**Aufgabenstellung:**
Gib alle Zeilen der folgenden Einträge vollständig wieder und verschiebe dabei jede Koordinate in den Antworten um -90. Lass die Bilder weg.

Gespeicherte Einträge:
────

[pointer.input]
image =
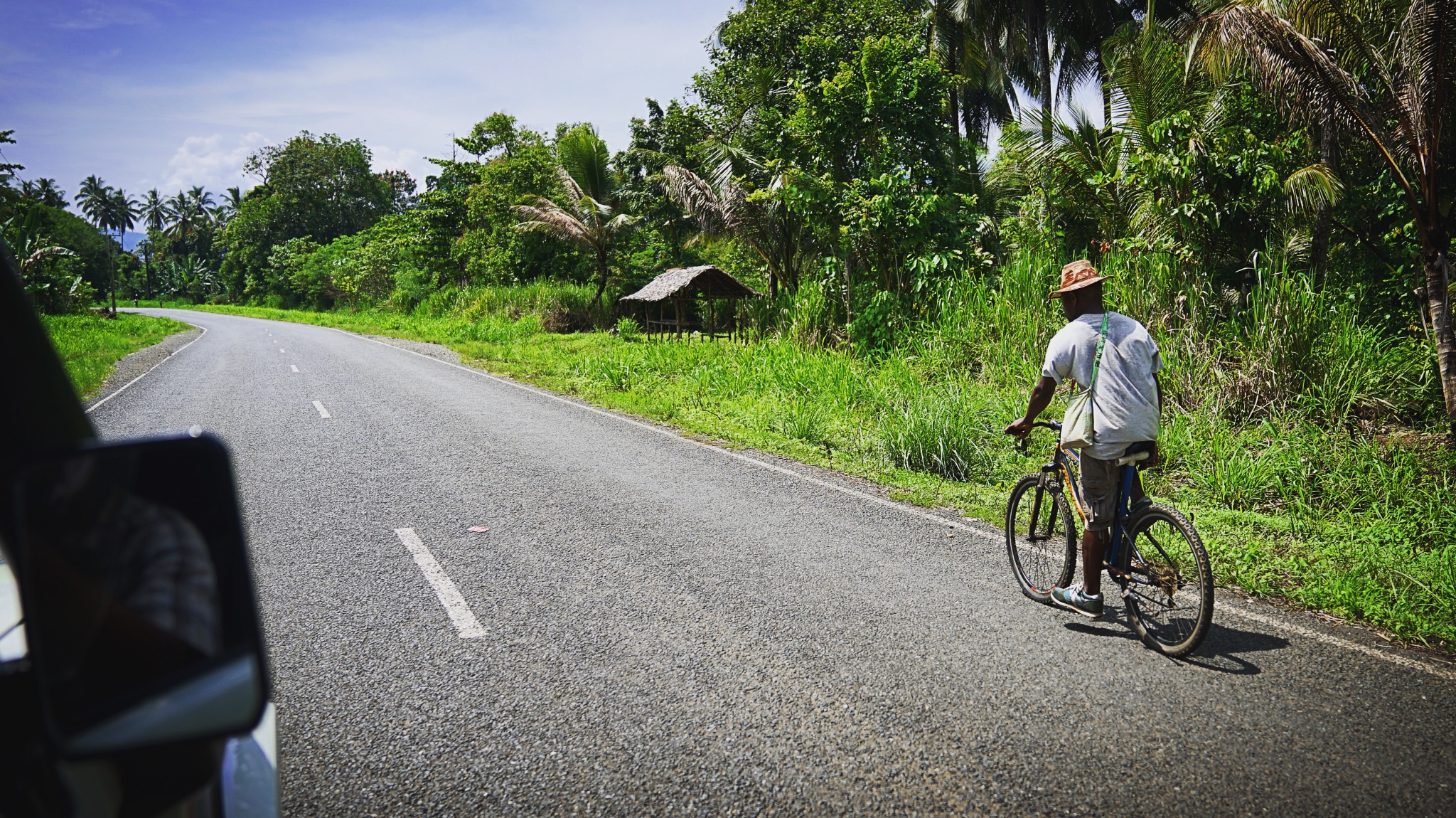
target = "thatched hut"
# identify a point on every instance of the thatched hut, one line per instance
(692, 285)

────

**Ergebnis:**
[pointer.input]
image =
target = "thatched hut"
# identify a point on every instance of the thatched hut, one line per instance
(602, 195)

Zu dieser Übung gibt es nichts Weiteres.